On New Year’s Eve, the breast biopsy report confirmed Stage IV mucinous ER+/HER – breast cancer, a rare and non-aggressive cancer that had suddenly appeared and was fiercely aggressive. I wasn’t even due for my next mammogram and in less than a year, it had taken over my body.
It was inoperable, incurable Stage IV and there was no Stage V. I was placed on palliative care and I initiated a do not resuscitate order for my chart.
Chemo had to be immediate because my liver was about to rupture. No time was wasted to surgically implant a port for that chemo. Kristy L. Carruthers, PA-C, was my angel who performed that placement. She placed the little reservoir in my right upper chest with a catheter running under my skin into my heart. I felt branded by cancer. I was prepared to die.
Jan. 15, 2020 was chemo day. Days prior I had attended chemo education and took pre-treating meds. Then I walked into a world I had never seen before: chemo infusion. There I saw patients just like me — scared, some on their first chemo, some on their last; all of us with one thing in common — uncertainty. My heart broke for them, for all who have cancer, for me. Cancer WAS changing me — filling me with more compassion, more courage while giving me a greater insight into things of importance — things like the sunrise and birds singing.
Three more chemo treatments followed and so did an uninvited guest: depression. My own mortality got the best of me. My mirror showed me someone I didn’t even recognize. My hair fell out. My “pretty” packed up and left. Devastated, I found that prayer and journaling greatly helped as well as Lexapro, an antidepressant, or “happy pills,” as I call them. But chemo didn’t kill me, and actually neither did cancer.
On Mar. 31 I had another PET scan. I dreaded it so much that I made myself sick. After all, that scanner was the deliverer of bad news, but not this time.
Cancer was shrinking all over my body except in my liver, but that would soon follow. Photon radiation therapy was then used for further shrinking cancer and relieving pain. Hormone therapy with Ibrance tablets followed, replacing chemo. It was specifically designed to treat my type of cancer and the results were miraculous! My life turned around and I had almost daily improvements!
June 15, 2020: another CT scan and more “scanxiety” for me. Three days later, I sat before Dr. Siegel as he proclaimed, “I can only see great things on your horizon.” Take that, cancer! I was no longer held captive!
━━━━
Things to do:
1. Rewrite the breast cancer account from "On Mar. 31 I" up to and including "longer held captive!", replacing "scanner" with "machine".
2. Write what comes next in the breast cancer account, picking up after its final sentence.
The records are not needed here.

Dataset:
━━━━
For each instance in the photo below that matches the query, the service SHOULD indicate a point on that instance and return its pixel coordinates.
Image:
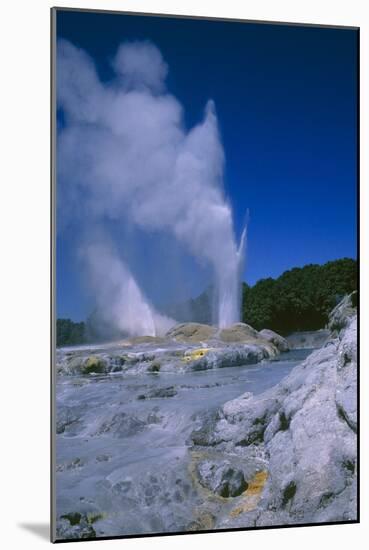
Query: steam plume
(125, 147)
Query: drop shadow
(42, 530)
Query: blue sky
(286, 103)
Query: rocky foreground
(288, 455)
(173, 449)
(186, 347)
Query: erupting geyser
(125, 157)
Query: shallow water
(122, 451)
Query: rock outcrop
(186, 347)
(278, 341)
(305, 430)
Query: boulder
(239, 332)
(340, 316)
(94, 365)
(308, 339)
(279, 342)
(191, 332)
(306, 428)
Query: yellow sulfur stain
(252, 494)
(195, 354)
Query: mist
(124, 148)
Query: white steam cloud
(125, 146)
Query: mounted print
(204, 279)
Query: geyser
(125, 156)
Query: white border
(24, 234)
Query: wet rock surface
(203, 435)
(190, 346)
(306, 429)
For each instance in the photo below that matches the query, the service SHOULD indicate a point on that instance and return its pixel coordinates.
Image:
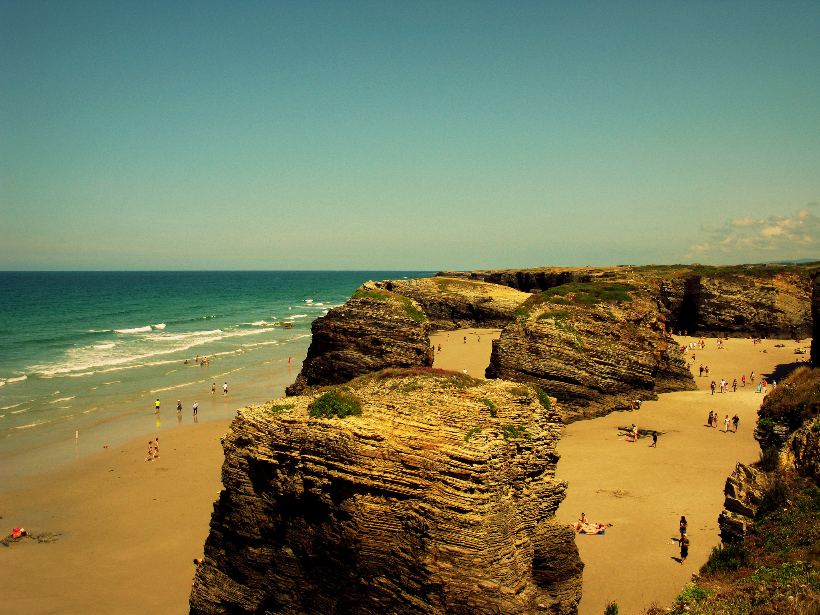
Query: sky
(420, 135)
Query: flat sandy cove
(130, 529)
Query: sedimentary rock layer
(452, 303)
(438, 498)
(374, 329)
(596, 347)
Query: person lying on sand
(590, 528)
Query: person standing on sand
(684, 549)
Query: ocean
(85, 355)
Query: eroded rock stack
(438, 498)
(594, 346)
(373, 330)
(452, 303)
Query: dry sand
(130, 528)
(644, 491)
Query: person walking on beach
(684, 549)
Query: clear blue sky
(414, 135)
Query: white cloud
(747, 240)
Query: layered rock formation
(595, 346)
(452, 303)
(374, 329)
(742, 300)
(438, 498)
(787, 433)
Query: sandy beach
(129, 529)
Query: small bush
(491, 405)
(776, 496)
(512, 432)
(728, 557)
(543, 398)
(339, 404)
(611, 609)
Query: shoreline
(129, 531)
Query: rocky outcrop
(738, 304)
(452, 303)
(815, 315)
(438, 498)
(373, 330)
(788, 436)
(742, 300)
(596, 347)
(744, 493)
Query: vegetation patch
(727, 557)
(590, 293)
(275, 408)
(410, 308)
(513, 432)
(491, 405)
(337, 403)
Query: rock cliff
(595, 346)
(789, 439)
(437, 498)
(453, 303)
(374, 329)
(742, 300)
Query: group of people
(195, 406)
(712, 420)
(153, 449)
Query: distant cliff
(374, 329)
(596, 346)
(436, 495)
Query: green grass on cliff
(410, 309)
(335, 404)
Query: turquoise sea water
(86, 354)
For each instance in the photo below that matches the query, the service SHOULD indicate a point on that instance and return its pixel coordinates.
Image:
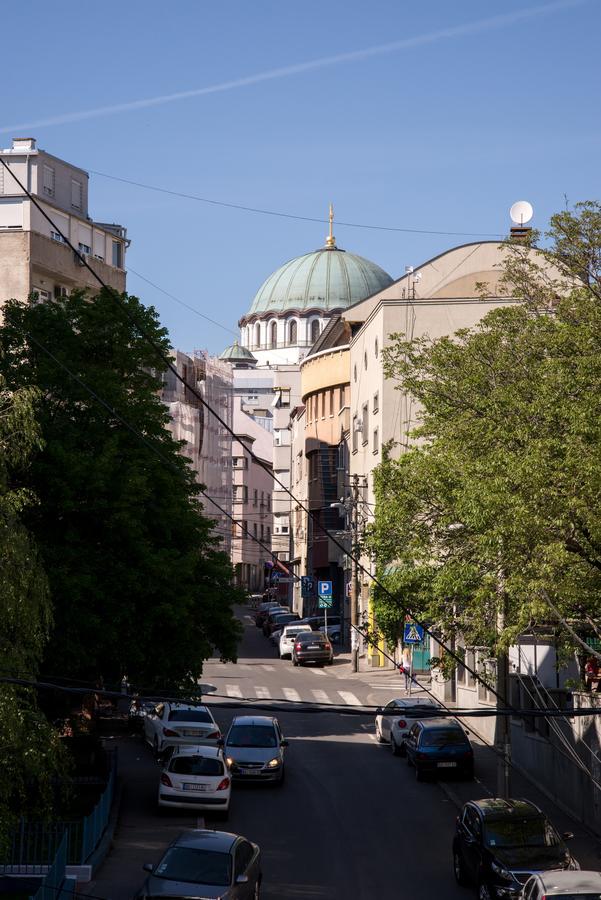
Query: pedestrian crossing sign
(413, 633)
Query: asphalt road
(350, 821)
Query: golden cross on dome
(331, 240)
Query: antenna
(521, 212)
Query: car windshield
(196, 765)
(252, 736)
(189, 715)
(531, 832)
(442, 737)
(197, 866)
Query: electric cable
(284, 215)
(116, 297)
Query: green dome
(237, 354)
(326, 279)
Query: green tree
(29, 747)
(502, 486)
(137, 581)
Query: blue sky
(441, 133)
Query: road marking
(349, 698)
(291, 694)
(321, 696)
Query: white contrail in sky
(443, 34)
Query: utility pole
(355, 575)
(503, 728)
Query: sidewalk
(585, 846)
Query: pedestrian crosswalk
(316, 695)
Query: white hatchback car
(569, 885)
(288, 637)
(196, 778)
(399, 715)
(180, 723)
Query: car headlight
(501, 871)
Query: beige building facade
(33, 254)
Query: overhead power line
(287, 215)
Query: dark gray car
(215, 865)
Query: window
(48, 182)
(365, 430)
(118, 254)
(76, 195)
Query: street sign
(307, 586)
(413, 633)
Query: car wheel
(458, 869)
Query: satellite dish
(521, 212)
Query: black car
(312, 647)
(498, 844)
(439, 746)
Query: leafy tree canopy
(501, 488)
(137, 581)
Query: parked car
(274, 620)
(180, 723)
(254, 749)
(434, 746)
(583, 885)
(201, 863)
(401, 710)
(288, 636)
(312, 647)
(265, 609)
(195, 778)
(499, 844)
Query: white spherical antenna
(521, 212)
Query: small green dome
(237, 354)
(326, 279)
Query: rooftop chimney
(23, 143)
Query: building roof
(235, 353)
(326, 279)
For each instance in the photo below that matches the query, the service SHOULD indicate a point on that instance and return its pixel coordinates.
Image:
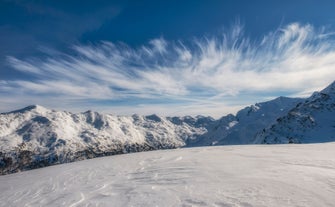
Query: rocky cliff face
(35, 136)
(311, 121)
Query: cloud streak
(223, 70)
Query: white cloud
(293, 60)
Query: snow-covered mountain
(242, 128)
(35, 136)
(311, 121)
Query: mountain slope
(253, 175)
(312, 121)
(241, 129)
(34, 136)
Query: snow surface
(258, 175)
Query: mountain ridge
(35, 136)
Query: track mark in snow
(78, 202)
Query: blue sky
(164, 57)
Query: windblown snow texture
(34, 137)
(253, 175)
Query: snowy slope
(241, 129)
(35, 136)
(263, 175)
(312, 121)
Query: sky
(164, 57)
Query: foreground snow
(261, 175)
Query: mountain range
(35, 137)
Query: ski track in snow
(276, 175)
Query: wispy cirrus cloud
(220, 72)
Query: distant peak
(36, 108)
(329, 89)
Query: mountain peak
(329, 89)
(31, 108)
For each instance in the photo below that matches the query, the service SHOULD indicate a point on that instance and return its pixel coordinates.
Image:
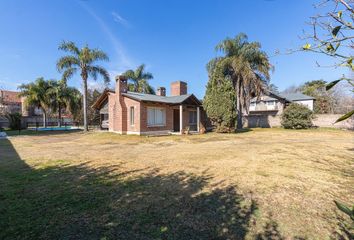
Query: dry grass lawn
(261, 184)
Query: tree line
(55, 95)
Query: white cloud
(124, 62)
(119, 19)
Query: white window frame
(132, 115)
(155, 124)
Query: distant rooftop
(156, 98)
(298, 96)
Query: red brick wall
(119, 114)
(178, 88)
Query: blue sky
(175, 39)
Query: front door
(176, 120)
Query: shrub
(297, 116)
(14, 120)
(219, 104)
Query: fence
(321, 120)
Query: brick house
(266, 110)
(127, 112)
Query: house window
(270, 103)
(156, 116)
(192, 117)
(131, 115)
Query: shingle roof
(10, 96)
(265, 98)
(297, 96)
(156, 98)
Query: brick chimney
(178, 88)
(161, 91)
(121, 84)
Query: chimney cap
(181, 82)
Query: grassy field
(260, 184)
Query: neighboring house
(265, 111)
(276, 103)
(145, 114)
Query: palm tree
(39, 94)
(65, 97)
(139, 79)
(82, 60)
(247, 66)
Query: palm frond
(97, 54)
(67, 62)
(68, 73)
(94, 71)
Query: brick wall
(169, 117)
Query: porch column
(198, 119)
(181, 119)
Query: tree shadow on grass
(79, 202)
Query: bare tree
(332, 35)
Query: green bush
(219, 104)
(14, 120)
(297, 116)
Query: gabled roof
(298, 96)
(143, 97)
(269, 96)
(289, 97)
(161, 99)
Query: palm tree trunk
(84, 78)
(239, 108)
(59, 116)
(44, 118)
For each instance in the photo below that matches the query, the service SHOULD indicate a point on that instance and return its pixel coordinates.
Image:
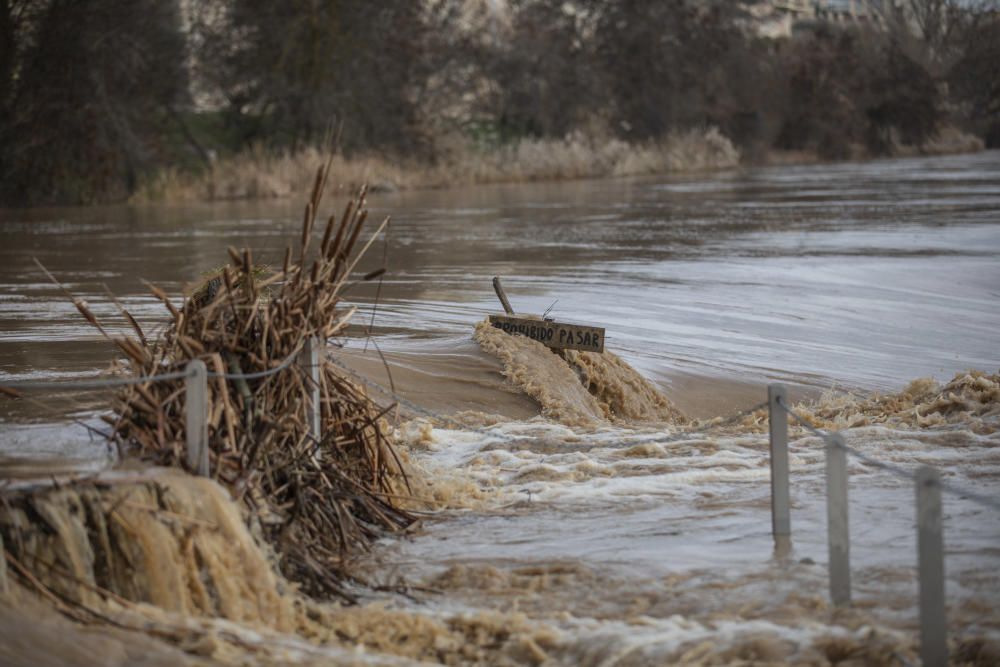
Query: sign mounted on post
(553, 334)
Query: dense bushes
(96, 94)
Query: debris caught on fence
(315, 501)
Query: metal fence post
(930, 566)
(196, 417)
(309, 361)
(838, 537)
(781, 524)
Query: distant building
(775, 19)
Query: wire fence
(927, 481)
(897, 471)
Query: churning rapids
(594, 510)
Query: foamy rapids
(607, 530)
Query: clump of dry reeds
(315, 501)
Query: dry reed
(259, 174)
(315, 502)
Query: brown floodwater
(630, 542)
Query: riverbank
(262, 174)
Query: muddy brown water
(633, 543)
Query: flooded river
(617, 541)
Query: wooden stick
(502, 295)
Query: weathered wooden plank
(553, 334)
(196, 417)
(781, 522)
(838, 535)
(930, 566)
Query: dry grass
(259, 174)
(316, 501)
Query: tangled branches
(315, 501)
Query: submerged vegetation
(315, 502)
(220, 99)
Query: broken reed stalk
(316, 502)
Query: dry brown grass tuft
(316, 501)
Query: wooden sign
(553, 334)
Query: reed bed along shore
(263, 174)
(259, 173)
(316, 502)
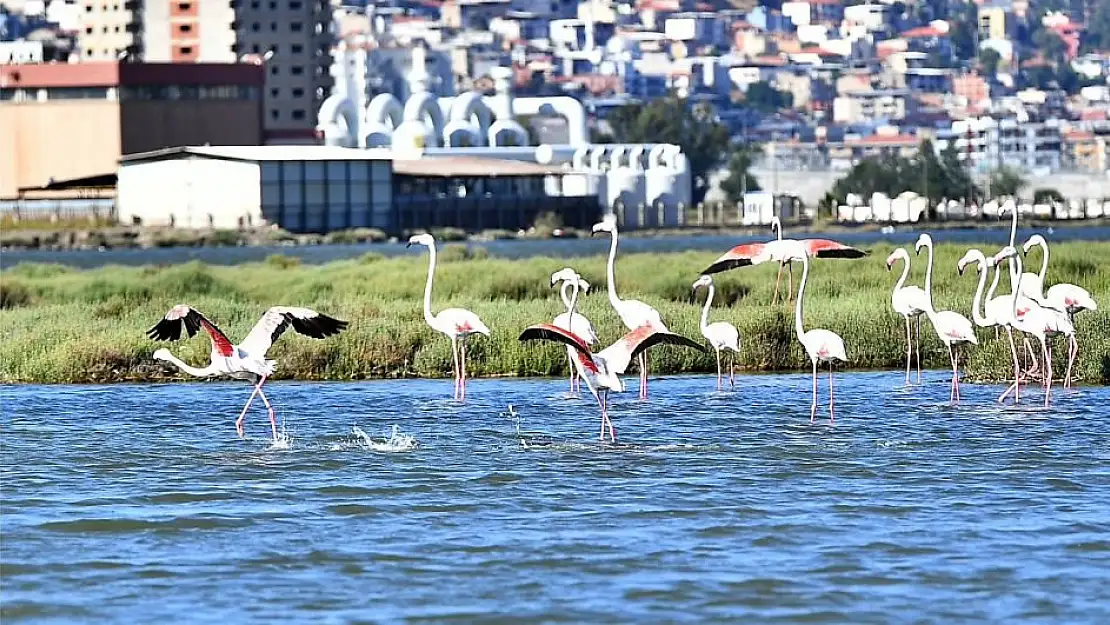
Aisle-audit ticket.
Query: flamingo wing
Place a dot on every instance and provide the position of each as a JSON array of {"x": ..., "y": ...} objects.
[
  {"x": 276, "y": 320},
  {"x": 548, "y": 332},
  {"x": 188, "y": 318},
  {"x": 829, "y": 249},
  {"x": 740, "y": 255},
  {"x": 618, "y": 355}
]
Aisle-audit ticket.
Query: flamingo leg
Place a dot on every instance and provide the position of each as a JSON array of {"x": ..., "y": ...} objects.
[
  {"x": 1048, "y": 371},
  {"x": 454, "y": 360},
  {"x": 951, "y": 358},
  {"x": 242, "y": 415},
  {"x": 909, "y": 350},
  {"x": 1017, "y": 370},
  {"x": 789, "y": 278},
  {"x": 643, "y": 375},
  {"x": 813, "y": 407},
  {"x": 778, "y": 278},
  {"x": 1072, "y": 352},
  {"x": 462, "y": 364},
  {"x": 270, "y": 409},
  {"x": 917, "y": 346}
]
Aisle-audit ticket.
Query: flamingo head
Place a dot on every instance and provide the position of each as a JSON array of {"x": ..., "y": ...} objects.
[
  {"x": 922, "y": 241},
  {"x": 899, "y": 253},
  {"x": 1006, "y": 252},
  {"x": 425, "y": 239},
  {"x": 565, "y": 273},
  {"x": 1035, "y": 240},
  {"x": 608, "y": 223},
  {"x": 970, "y": 256}
]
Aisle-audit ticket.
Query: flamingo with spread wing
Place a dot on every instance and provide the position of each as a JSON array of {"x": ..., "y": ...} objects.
[
  {"x": 602, "y": 371},
  {"x": 246, "y": 360}
]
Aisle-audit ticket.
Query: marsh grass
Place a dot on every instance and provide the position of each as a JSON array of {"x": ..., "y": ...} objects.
[{"x": 58, "y": 324}]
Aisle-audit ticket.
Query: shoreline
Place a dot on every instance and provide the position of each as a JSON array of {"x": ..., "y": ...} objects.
[{"x": 60, "y": 324}]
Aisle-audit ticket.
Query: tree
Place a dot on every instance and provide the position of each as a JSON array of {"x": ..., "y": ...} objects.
[
  {"x": 739, "y": 178},
  {"x": 1006, "y": 181},
  {"x": 989, "y": 60},
  {"x": 763, "y": 97},
  {"x": 669, "y": 120},
  {"x": 1098, "y": 28},
  {"x": 965, "y": 20}
]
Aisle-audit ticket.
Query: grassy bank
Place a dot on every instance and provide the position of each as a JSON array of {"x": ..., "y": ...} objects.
[{"x": 67, "y": 325}]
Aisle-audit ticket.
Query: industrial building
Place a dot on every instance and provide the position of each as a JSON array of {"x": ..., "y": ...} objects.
[
  {"x": 645, "y": 184},
  {"x": 321, "y": 189},
  {"x": 69, "y": 121}
]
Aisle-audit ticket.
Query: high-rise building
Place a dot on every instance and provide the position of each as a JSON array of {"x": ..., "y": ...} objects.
[{"x": 293, "y": 38}]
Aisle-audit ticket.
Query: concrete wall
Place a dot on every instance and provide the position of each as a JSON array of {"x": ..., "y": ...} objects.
[
  {"x": 811, "y": 185},
  {"x": 190, "y": 193},
  {"x": 59, "y": 139}
]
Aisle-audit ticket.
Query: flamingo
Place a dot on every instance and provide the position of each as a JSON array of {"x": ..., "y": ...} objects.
[
  {"x": 820, "y": 345},
  {"x": 246, "y": 360},
  {"x": 776, "y": 227},
  {"x": 911, "y": 303},
  {"x": 571, "y": 320},
  {"x": 781, "y": 251},
  {"x": 1063, "y": 296},
  {"x": 720, "y": 334},
  {"x": 456, "y": 323},
  {"x": 633, "y": 313},
  {"x": 602, "y": 371},
  {"x": 1029, "y": 316},
  {"x": 996, "y": 310},
  {"x": 951, "y": 328}
]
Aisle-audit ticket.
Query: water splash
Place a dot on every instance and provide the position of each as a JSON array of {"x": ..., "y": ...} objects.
[{"x": 396, "y": 442}]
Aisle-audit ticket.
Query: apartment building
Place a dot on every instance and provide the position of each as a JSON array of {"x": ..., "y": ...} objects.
[{"x": 293, "y": 38}]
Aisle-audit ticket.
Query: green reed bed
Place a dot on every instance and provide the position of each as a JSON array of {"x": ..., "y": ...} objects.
[{"x": 62, "y": 325}]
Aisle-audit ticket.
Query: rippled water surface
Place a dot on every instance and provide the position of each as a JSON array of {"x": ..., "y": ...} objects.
[{"x": 138, "y": 504}]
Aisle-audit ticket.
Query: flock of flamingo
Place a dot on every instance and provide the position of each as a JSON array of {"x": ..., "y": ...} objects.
[{"x": 1028, "y": 310}]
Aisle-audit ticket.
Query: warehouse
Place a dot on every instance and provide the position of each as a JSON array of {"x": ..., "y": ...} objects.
[{"x": 326, "y": 188}]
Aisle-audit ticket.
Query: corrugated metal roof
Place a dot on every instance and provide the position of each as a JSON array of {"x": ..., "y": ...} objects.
[{"x": 429, "y": 165}]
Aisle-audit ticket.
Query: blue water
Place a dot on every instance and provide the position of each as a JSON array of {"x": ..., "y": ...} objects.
[
  {"x": 138, "y": 504},
  {"x": 520, "y": 249}
]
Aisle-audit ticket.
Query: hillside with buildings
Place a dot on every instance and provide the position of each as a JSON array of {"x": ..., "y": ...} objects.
[{"x": 809, "y": 89}]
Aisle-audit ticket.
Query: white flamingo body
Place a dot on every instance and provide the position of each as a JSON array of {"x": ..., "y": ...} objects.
[
  {"x": 633, "y": 313},
  {"x": 820, "y": 345},
  {"x": 572, "y": 320},
  {"x": 951, "y": 328},
  {"x": 910, "y": 302},
  {"x": 457, "y": 324},
  {"x": 248, "y": 360},
  {"x": 720, "y": 334},
  {"x": 602, "y": 371},
  {"x": 1042, "y": 323}
]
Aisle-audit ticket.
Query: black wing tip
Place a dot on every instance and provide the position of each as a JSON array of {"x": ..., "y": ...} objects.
[{"x": 725, "y": 265}]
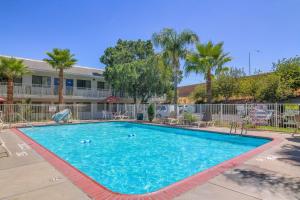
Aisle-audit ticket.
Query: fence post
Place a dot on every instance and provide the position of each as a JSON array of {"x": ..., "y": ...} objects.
[{"x": 276, "y": 115}]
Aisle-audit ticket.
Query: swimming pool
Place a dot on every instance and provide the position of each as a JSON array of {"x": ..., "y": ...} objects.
━━━━
Answers to this exercise:
1.
On Mar. 31 I had another PET scan. I dreaded it so much that I made myself sick. After all, that machine was the deliverer of bad news, but not this time.
Cancer was shrinking all over my body except in my liver, but that would soon follow. Photon radiation therapy was then used for further shrinking cancer and relieving pain. Hormone therapy with Ibrance tablets followed, replacing chemo. It was specifically designed to treat my type of cancer and the results were miraculous! My life turned around and I had almost daily improvements!
June 15, 2020: another CT scan and more “scanxiety” for me. Three days later, I sat before Dr. Siegel as he proclaimed, “I can only see great things on your horizon.” Take that, cancer! I was no longer held captive!

2.
Skipping ahead to May 16, 2022 when I had a restaging PET scan for Stage IV metastatic breast cancer. The findings were unbelievable! There was no pathological activity of cancer and no recurrent metastatic lesions in my body. My liver was stable with decreasing cancer lesions and no new ones. It’s much too early to call it a cure of incurable cancer, but my oncologist and superhero, Dr. Siegel, said we’re headed in the right direction.
It is true that I am a miracle.
In fact, I asked God for one and He graciously gave me one. I am not and mostly likely will never be cancer-free, but I am alive and well. God has a plan for me and I’m so open and excited about anything that gives Him more glory. The greatest offering we can give to Him is to praise him in the storm.
My entire care team are my heroes. At every turn they met me right where I was and all my needs were met, from the Bon Secours Foundation helping me with finances to Sister Dorothy praying over me during chemo. I am alive today because of each and every one of them, and I am eternally grateful.
One way I can possibly help someone is to say don’t ignore any ongoing symptoms. I was severely fatigued, hurt all over, had decreasing motion in my movements and had difficulty breathing deeply. Was there a clear sign that indicated cancer? No. However, if you feel something is wrong, something is wrong.
I hope my story helps someone. I have asked God to speak through my story and I do believe He has. My miracle can be your miracle.